BEGIN Article

Skip to content

ferrum.transforms

Data transforms reshape input data before statistical transforms and rendering.

Data transforms — Python constructors for Phase 12 Rust data transforms.

Each function returns a plain dict matching the Rust TransformSpec serde wire format (#[serde(tag = "type", rename_all = "snake_case")]). The dict is passed through the transforms_json path at render time.

transform_filter

transform_filter(predicate: 'str | dict') -> dict

Filter rows by a predicate expression.

Parameters:

Name Type Description Default
predicate str or dict

Vega-style expression string (e.g. "datum.x > 5") or a dict filter specification.

required

Returns:

Type Description
dict

Transform specification for the Rust engine.

Examples:

>>> import ferrum as fm
>>> t = fm.transform_filter("datum.age >= 18")
>>> t["type"]
'filter'

transform_calculate

transform_calculate(as_: str, expr: str) -> dict

Add a derived column via an expression.

END Article
BEGIN Stored data

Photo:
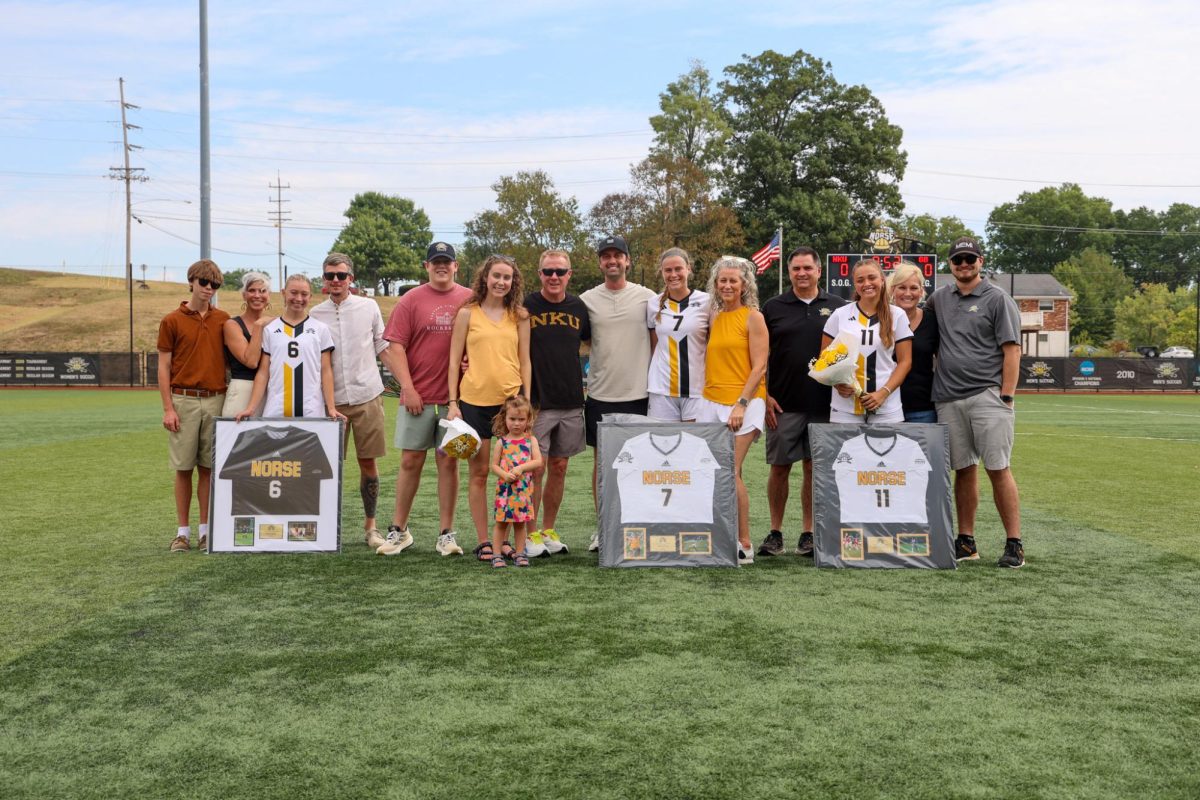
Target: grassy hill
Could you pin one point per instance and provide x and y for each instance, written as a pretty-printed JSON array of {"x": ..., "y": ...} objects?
[{"x": 53, "y": 311}]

END Stored data

## Instructions
a - Answer these about the ferrum.transforms page:
(i) Through which path is each returned dict passed at render time?
(ii) In the transform_filter example, what does t["type"] give?
(iii) What does transform_calculate do, according to its description?
b - Reproduce the part of the ferrum.transforms page starting with "Filter rows by" and going on through "dict filter specification.", word for word.

## Response list
a -
(i) The transforms_json path.
(ii) 'filter'
(iii) It adds a derived column via an expression.

b -
Filter rows by a predicate expression.

Parameters:

Name Type Description Default
predicate str or dict

Vega-style expression string (e.g. "datum.x > 5") or a dict filter specification.